*** Input material Section Begins ***
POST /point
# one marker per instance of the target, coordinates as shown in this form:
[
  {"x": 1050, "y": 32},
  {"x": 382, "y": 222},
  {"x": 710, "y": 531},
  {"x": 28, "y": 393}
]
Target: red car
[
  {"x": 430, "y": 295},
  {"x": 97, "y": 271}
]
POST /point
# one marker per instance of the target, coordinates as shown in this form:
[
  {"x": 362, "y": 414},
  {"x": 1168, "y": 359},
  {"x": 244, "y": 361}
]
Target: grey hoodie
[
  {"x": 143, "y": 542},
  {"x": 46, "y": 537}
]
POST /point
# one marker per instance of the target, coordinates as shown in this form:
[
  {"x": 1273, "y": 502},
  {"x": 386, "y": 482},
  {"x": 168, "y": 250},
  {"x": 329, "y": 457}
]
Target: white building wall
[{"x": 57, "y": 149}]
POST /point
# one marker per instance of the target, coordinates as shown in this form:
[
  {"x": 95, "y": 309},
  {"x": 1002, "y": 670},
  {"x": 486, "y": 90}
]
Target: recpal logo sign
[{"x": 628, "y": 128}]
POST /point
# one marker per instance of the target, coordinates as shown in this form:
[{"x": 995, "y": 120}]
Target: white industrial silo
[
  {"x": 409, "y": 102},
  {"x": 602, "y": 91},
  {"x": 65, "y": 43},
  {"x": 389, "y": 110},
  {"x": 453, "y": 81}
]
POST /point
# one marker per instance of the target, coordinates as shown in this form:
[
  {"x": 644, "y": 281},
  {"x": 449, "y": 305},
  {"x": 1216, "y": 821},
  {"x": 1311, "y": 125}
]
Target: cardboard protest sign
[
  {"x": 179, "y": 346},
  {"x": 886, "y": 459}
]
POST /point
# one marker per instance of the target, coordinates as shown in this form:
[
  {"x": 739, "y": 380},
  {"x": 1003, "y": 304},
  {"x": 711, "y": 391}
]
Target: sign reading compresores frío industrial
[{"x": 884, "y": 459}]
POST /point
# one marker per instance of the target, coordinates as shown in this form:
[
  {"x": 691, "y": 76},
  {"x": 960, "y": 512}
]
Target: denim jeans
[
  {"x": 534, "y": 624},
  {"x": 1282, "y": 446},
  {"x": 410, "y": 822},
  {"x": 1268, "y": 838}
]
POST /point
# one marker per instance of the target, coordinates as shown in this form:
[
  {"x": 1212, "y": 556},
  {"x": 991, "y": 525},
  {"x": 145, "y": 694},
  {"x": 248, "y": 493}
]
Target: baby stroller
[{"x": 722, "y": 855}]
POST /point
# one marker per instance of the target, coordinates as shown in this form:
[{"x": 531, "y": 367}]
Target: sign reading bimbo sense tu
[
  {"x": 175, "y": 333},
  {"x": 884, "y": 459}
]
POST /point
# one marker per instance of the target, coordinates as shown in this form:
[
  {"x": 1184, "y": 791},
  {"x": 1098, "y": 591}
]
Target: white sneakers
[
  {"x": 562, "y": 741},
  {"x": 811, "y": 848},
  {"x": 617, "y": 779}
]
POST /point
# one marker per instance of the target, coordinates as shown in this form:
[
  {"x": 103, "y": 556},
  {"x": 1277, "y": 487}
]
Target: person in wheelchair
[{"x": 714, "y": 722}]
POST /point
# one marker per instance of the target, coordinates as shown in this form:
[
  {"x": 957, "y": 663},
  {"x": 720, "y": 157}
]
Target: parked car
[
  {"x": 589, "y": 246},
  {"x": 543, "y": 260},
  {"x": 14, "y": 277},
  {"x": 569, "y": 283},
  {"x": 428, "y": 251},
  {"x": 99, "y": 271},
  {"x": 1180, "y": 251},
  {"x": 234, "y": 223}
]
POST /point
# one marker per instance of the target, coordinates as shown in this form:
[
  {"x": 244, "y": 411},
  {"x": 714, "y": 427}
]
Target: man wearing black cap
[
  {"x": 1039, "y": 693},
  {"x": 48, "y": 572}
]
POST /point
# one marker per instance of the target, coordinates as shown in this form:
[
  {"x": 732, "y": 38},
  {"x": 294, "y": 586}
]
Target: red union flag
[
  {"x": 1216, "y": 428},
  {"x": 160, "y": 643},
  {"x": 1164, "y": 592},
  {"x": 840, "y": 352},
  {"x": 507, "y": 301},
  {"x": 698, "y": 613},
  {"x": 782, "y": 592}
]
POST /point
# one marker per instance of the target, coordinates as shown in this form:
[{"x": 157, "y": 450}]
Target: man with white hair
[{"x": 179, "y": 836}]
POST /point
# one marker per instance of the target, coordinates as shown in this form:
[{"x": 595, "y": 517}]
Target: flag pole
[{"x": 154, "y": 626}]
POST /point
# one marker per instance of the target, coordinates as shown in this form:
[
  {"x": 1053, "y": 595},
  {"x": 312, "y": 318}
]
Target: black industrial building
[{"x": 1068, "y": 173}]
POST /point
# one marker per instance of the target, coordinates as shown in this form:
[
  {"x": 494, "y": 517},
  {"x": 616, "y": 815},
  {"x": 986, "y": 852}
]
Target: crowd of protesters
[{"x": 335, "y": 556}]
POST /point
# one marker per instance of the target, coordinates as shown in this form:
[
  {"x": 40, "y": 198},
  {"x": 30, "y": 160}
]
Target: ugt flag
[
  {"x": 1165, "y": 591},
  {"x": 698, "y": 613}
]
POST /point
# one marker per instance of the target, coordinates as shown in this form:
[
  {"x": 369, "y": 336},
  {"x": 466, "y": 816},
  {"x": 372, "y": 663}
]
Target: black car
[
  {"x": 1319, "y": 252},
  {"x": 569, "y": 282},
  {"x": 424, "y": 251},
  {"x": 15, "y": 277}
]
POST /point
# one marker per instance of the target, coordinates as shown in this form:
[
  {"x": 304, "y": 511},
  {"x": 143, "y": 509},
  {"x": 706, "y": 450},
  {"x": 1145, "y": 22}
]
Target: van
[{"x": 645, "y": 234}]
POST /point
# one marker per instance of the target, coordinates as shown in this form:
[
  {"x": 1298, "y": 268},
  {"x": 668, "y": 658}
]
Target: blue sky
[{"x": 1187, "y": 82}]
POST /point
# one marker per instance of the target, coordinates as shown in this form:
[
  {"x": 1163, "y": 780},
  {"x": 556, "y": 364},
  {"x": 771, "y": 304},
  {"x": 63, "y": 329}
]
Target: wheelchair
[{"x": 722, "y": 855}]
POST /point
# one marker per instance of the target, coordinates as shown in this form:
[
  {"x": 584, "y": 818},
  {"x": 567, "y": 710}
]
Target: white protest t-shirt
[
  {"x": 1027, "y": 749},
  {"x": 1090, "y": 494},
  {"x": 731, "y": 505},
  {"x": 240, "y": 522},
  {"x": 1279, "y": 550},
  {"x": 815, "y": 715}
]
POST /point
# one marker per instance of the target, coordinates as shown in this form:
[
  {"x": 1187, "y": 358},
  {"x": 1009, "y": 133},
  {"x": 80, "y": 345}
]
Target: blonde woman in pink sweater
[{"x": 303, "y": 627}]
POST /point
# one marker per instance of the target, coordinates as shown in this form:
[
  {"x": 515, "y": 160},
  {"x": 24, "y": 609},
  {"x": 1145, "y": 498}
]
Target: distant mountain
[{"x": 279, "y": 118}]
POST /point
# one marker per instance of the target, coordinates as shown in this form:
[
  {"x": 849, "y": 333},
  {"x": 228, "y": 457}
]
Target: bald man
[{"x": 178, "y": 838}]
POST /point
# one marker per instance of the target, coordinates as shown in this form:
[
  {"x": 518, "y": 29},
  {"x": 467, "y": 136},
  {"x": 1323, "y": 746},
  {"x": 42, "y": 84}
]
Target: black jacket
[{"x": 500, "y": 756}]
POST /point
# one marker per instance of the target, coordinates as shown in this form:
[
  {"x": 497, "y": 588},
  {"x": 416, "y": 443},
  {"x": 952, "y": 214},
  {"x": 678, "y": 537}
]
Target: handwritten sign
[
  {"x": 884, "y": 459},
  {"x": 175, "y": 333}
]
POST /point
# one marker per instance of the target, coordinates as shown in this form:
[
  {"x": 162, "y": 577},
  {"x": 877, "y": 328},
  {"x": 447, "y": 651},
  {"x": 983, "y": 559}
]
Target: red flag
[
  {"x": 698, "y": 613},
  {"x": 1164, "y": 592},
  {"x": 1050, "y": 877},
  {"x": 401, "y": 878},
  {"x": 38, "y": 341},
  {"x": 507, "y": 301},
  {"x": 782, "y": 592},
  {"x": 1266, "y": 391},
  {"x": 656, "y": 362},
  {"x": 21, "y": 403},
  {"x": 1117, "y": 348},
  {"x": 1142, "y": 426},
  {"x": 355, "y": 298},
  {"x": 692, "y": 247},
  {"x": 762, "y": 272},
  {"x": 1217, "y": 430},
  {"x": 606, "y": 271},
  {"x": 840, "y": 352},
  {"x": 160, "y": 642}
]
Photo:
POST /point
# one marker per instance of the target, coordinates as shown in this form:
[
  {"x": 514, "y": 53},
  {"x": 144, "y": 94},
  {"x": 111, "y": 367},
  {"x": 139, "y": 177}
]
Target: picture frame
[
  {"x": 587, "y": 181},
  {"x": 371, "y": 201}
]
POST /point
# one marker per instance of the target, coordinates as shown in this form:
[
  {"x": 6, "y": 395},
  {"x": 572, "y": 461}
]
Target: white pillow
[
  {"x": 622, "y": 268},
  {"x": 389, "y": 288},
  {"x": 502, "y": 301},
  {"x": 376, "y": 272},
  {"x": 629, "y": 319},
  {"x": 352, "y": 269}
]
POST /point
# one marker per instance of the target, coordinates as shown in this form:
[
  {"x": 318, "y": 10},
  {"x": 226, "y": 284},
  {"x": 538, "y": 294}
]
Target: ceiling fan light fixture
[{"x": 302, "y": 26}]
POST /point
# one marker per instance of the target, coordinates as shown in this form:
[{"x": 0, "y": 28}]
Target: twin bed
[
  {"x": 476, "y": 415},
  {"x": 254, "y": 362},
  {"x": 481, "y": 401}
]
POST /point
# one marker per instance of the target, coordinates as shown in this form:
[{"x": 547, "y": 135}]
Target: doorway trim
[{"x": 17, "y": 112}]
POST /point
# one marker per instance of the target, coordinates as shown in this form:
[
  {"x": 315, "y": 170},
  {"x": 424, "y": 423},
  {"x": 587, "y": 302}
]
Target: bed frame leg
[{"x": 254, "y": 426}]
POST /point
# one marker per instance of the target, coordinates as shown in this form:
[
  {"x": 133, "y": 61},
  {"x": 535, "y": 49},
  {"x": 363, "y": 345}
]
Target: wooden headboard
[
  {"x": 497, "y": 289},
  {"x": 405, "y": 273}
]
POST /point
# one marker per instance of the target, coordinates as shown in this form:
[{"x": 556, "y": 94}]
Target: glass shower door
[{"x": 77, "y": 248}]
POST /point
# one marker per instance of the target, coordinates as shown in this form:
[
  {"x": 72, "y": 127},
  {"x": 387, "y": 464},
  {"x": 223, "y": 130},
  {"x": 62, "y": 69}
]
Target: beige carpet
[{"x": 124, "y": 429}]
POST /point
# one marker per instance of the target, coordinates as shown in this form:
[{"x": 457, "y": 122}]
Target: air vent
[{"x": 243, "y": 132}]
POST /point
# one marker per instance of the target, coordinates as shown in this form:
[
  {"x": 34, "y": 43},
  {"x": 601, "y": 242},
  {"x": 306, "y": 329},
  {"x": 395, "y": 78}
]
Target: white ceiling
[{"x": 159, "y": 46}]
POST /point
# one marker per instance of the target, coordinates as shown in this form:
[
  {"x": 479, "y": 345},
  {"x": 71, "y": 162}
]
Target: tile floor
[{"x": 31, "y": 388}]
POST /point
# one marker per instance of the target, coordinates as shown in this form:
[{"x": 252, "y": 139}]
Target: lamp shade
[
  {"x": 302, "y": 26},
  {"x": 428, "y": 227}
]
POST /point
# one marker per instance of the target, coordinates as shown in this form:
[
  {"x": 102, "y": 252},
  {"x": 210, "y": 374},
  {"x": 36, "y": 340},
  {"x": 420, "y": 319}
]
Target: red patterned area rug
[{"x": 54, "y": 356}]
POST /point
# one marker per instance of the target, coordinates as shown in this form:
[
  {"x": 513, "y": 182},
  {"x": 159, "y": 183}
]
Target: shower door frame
*** Input material Section Ends ***
--- Exercise requirements ---
Return exactly the lines from the line bearing "Target: lamp shade" to the end of the records, inclusive of both; include no other lines.

--- Written answer ---
Target: lamp shade
[
  {"x": 302, "y": 26},
  {"x": 428, "y": 227}
]
POST /point
# one marker per instance of the target, coordinates as shown in this form:
[
  {"x": 102, "y": 252},
  {"x": 210, "y": 374},
  {"x": 36, "y": 340},
  {"x": 420, "y": 319}
]
Target: red patterned area rug
[{"x": 54, "y": 356}]
POST /point
# one marker per instance of the target, coordinates as shown in this form:
[
  {"x": 513, "y": 182},
  {"x": 159, "y": 183}
]
Target: shower door frame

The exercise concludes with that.